**Written request A:**
Rewrite the post from "From: Danny T" to "pendulum length adjustments.", putting "lights" in place of "LEDs".

**Reading text:**

———

Re: LCD controlling with comparators

From: Danny T (danny_at_nospam.oops)
Date: 01/16/05


Date: Sun, 16 Jan 2005 15:11:31 +0000

Anthony Fremont wrote:

> It listens to a pendulum clock ticking and measures the time between the
> ticks and tocks. I've got it working pretty well right now. It's got
> two LEDs that ping-pong in sync with the tick-tock for a visual
> reference that it's working. It also prints the time between beats to
> an LCD for balancing the beat. I'm going to have it calculate the
> number of beats per hour to help speed up pendulum length adjustments.
> I have one old clock that keeps time with an accuracy of a few seconds
> per week. Not bad for something on the order of 125 years old, huh?
<snip>

Sounds interesting, though I'm an 80s child, so I'd probably rig the
clock to be controlled by something digital and leave the pendulum for
show ;-)

———

**Task data:**
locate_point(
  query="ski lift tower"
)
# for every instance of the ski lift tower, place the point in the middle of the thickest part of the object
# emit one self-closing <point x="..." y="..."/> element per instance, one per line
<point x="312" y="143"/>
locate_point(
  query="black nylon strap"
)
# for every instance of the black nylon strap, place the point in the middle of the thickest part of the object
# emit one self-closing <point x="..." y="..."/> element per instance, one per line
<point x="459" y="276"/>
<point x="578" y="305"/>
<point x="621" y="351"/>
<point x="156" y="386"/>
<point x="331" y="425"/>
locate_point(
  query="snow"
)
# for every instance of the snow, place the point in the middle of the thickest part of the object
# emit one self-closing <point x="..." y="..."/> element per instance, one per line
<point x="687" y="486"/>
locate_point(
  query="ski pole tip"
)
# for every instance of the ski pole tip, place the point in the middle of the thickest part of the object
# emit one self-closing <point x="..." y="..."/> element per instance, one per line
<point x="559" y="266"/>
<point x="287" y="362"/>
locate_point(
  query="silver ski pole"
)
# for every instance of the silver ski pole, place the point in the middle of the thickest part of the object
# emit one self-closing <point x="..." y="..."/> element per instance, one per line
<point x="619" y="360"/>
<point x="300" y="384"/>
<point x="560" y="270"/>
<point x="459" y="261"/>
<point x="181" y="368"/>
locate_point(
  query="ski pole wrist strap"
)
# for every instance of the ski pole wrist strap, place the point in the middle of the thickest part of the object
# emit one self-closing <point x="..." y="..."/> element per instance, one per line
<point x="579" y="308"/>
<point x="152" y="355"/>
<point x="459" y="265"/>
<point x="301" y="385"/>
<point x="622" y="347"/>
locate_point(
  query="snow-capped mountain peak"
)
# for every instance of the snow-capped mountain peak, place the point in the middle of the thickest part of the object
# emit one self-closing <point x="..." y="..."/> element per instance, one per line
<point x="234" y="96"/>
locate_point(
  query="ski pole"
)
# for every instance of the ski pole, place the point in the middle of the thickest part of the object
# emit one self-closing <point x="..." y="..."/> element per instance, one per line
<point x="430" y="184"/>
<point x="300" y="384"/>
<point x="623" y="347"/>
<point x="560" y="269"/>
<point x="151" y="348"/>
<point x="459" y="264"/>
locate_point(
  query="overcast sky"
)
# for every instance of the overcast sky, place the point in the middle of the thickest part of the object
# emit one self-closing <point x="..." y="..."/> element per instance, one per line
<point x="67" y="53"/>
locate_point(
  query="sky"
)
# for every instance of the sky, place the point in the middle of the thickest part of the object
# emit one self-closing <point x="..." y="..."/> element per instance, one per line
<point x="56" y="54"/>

———

**Written request B:**
Select every line of the entries that contains the word "tower".

**Full answer A:**
From: Danny T (danny_at_nospam.oops)
Date: 01/16/05


Date: Sun, 16 Jan 2005 15:11:31 +0000

Anthony Fremont wrote:

> It listens to a pendulum clock ticking and measures the time between the
> ticks and tocks. I've got it working pretty well right now. It's got
> two lights that ping-pong in sync with the tick-tock for a visual
> reference that it's working. It also prints the time between beats to
> an LCD for balancing the beat. I'm going to have it calculate the
> number of beats per hour to help speed up pendulum length adjustments.

**Full answer B:**
  query="ski lift tower"
# for every instance of the ski lift tower, place the point in the middle of the thickest part of the object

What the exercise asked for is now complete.